About this exercise: The complete listing should be copied out exactly.

Data for analysis:
* * *
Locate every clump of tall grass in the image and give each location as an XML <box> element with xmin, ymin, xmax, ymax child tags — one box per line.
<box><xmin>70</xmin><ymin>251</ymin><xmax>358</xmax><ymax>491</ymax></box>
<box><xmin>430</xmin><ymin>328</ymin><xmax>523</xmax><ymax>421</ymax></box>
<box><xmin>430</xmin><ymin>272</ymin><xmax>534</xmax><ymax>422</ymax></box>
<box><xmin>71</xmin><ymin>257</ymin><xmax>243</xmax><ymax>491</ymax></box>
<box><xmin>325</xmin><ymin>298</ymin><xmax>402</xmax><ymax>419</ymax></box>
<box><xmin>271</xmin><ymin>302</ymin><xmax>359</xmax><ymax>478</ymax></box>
* * *
Final answer:
Locate every clump of tall grass in the image and give each location as an XML <box> element with xmin, ymin, xmax, ymax child tags — one box per line.
<box><xmin>70</xmin><ymin>251</ymin><xmax>358</xmax><ymax>491</ymax></box>
<box><xmin>430</xmin><ymin>328</ymin><xmax>523</xmax><ymax>421</ymax></box>
<box><xmin>430</xmin><ymin>272</ymin><xmax>534</xmax><ymax>422</ymax></box>
<box><xmin>71</xmin><ymin>257</ymin><xmax>243</xmax><ymax>491</ymax></box>
<box><xmin>325</xmin><ymin>298</ymin><xmax>402</xmax><ymax>419</ymax></box>
<box><xmin>271</xmin><ymin>302</ymin><xmax>359</xmax><ymax>478</ymax></box>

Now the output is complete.